▶ What you need to do:
Render every line of the records below as a Markdown table with two columns, Row and Line. Number each row in Row, put the line's text in Line, and leave out blank lines.

Pointing entries for labeled objects:
------------------------------------

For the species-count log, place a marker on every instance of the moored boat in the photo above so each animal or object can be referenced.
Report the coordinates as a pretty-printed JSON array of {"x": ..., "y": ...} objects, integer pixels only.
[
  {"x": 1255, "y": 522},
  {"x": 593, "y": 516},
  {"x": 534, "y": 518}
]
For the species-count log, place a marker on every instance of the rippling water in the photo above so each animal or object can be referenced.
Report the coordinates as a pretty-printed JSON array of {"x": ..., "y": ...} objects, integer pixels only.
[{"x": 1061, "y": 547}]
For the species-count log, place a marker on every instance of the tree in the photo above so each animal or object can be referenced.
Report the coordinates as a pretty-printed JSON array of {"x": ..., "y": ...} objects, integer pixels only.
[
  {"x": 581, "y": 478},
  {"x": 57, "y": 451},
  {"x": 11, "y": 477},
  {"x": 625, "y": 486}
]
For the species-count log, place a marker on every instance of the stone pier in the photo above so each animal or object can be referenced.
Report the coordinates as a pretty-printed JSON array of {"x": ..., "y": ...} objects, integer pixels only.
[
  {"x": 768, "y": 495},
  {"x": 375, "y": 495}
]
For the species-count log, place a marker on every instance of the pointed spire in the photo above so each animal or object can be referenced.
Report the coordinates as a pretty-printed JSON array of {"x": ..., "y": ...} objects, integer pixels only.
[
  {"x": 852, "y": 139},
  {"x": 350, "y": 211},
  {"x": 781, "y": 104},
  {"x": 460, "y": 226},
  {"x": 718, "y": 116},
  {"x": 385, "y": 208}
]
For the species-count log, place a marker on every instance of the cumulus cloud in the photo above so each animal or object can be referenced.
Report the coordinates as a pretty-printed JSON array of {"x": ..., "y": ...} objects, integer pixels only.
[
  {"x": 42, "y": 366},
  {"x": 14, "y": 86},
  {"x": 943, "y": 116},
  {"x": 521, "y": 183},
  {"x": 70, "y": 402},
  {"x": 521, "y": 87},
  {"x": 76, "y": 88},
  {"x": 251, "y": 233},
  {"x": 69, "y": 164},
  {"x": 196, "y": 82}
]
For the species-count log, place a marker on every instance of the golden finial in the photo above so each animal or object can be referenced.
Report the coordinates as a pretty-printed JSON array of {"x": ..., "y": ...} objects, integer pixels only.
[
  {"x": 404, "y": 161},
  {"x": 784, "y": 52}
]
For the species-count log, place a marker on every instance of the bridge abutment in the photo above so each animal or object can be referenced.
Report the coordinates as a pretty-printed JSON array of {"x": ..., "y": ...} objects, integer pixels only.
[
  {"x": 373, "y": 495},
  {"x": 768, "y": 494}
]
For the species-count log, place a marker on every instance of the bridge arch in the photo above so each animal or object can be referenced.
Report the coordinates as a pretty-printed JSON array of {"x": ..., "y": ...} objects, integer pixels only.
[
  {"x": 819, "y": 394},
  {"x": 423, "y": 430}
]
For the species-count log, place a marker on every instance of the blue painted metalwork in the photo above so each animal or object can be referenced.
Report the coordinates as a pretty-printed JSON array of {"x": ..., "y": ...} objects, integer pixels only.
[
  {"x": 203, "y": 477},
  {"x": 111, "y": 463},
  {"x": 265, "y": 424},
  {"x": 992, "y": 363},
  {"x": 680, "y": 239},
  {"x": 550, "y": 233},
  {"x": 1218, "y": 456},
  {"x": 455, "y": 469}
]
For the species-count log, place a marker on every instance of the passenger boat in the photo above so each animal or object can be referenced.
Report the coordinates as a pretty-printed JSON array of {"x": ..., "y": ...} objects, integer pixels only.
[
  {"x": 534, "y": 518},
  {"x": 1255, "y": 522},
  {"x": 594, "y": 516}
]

------------------------------------

▶ Answer for the task:
| Row | Line |
|---|---|
| 1 | For the species-count log, place a marker on every instance of the moored boat in the photo above so each animal or object can be referenced. |
| 2 | Report the coordinates as a pretty-printed JSON array of {"x": ..., "y": ...} objects, integer pixels only. |
| 3 | [ |
| 4 |   {"x": 1255, "y": 522}, |
| 5 |   {"x": 593, "y": 516}, |
| 6 |   {"x": 534, "y": 518} |
| 7 | ] |
| 8 | For the species-count log, place a marker on every instance of the rippling water in the photo above so each animal or object can be referenced. |
| 9 | Report the coordinates as a pretty-printed JSON array of {"x": ..., "y": ...} objects, integer pixels only. |
| 10 | [{"x": 1061, "y": 547}] |
| 11 | For the species-count log, place a marker on every instance of the tree in the photo above so each animal or object can be referenced. |
| 12 | Report the coordinates as a pretty-printed JSON array of {"x": ..., "y": ...} objects, integer pixels only. |
| 13 | [ |
| 14 |   {"x": 581, "y": 478}, |
| 15 |   {"x": 57, "y": 451}, |
| 16 |   {"x": 11, "y": 477}, |
| 17 |   {"x": 625, "y": 486} |
| 18 | ] |
| 19 | For the species-count log, place a marker on every instance of the stone pier in the photo above so each animal or object can be referenced. |
| 20 | Report the coordinates as a pretty-printed JSON array of {"x": ..., "y": ...} objects, integer pixels only. |
| 21 | [ |
| 22 |   {"x": 768, "y": 495}, |
| 23 |   {"x": 375, "y": 495} |
| 24 | ] |
| 25 | For the species-count log, place a marker on every instance of the pointed spire in the photo above so each animal or object can be referenced. |
| 26 | Report the coordinates as a pretty-printed JSON array of {"x": ..., "y": ...} objects, integer pixels only. |
| 27 | [ |
| 28 |   {"x": 852, "y": 139}, |
| 29 |   {"x": 350, "y": 211}, |
| 30 |   {"x": 781, "y": 104}, |
| 31 |   {"x": 460, "y": 226}, |
| 32 |   {"x": 718, "y": 116}, |
| 33 |   {"x": 385, "y": 208} |
| 34 | ] |
| 35 | For the species-count log, place a marker on every instance of the cumulus cloud in the photo above so each animal or object can be referenced. |
| 36 | Report the coordinates as a pretty-printed JSON array of {"x": ..., "y": ...} objects, integer pixels only. |
| 37 | [ |
| 38 |   {"x": 42, "y": 366}, |
| 39 |   {"x": 14, "y": 86}, |
| 40 |   {"x": 943, "y": 116}, |
| 41 |   {"x": 521, "y": 183}, |
| 42 |   {"x": 70, "y": 402}, |
| 43 |   {"x": 521, "y": 87}, |
| 44 |   {"x": 76, "y": 88}, |
| 45 |   {"x": 251, "y": 233}, |
| 46 |   {"x": 69, "y": 164}, |
| 47 |   {"x": 196, "y": 82} |
| 48 | ] |
| 49 | For the species-count log, place a marker on every instance of the golden finial in the photo above so each animal or object can be referenced. |
| 50 | Report the coordinates as a pretty-printed JSON array of {"x": ..., "y": ...} objects, integer pixels only. |
| 51 | [ |
| 52 |   {"x": 404, "y": 161}, |
| 53 |   {"x": 784, "y": 52} |
| 54 | ] |
| 55 | For the species-count log, place a marker on every instance of the bridge abutment in the photo above so each animal or object can be referenced. |
| 56 | Report the coordinates as a pretty-printed JSON array of {"x": ..., "y": ...} objects, integer pixels only. |
| 57 | [ |
| 58 |   {"x": 373, "y": 495}, |
| 59 |   {"x": 768, "y": 494} |
| 60 | ] |
| 61 | For the species-count log, place a marker on every instance of the bridge arch in the photo above so each animal or object can be referenced. |
| 62 | Report the coordinates as a pretty-printed JSON array of {"x": ..., "y": ...} objects, integer pixels only. |
| 63 | [ |
| 64 |   {"x": 819, "y": 394}, |
| 65 |   {"x": 423, "y": 430} |
| 66 | ] |
| 67 | For the species-count log, place a marker on every instance of the blue painted metalwork in the photo above so each animal or object can be referenced. |
| 68 | Report the coordinates as a pretty-printed JSON array of {"x": ..., "y": ...} objects, integer pixels only. |
| 69 | [ |
| 70 |   {"x": 203, "y": 477}, |
| 71 |   {"x": 111, "y": 463}, |
| 72 |   {"x": 265, "y": 424}, |
| 73 |   {"x": 992, "y": 363}, |
| 74 |   {"x": 680, "y": 239}, |
| 75 |   {"x": 550, "y": 233}, |
| 76 |   {"x": 1218, "y": 456}, |
| 77 |   {"x": 455, "y": 469} |
| 78 | ] |
| 79 | For the species-count log, place a marker on every instance of the passenger boat in the photo above so each animal or object can be referenced. |
| 80 | Report the coordinates as a pretty-printed JSON array of {"x": ..., "y": ...} objects, integer pixels only. |
| 81 | [ |
| 82 |   {"x": 534, "y": 518}, |
| 83 |   {"x": 1255, "y": 522}, |
| 84 |   {"x": 594, "y": 516} |
| 85 | ] |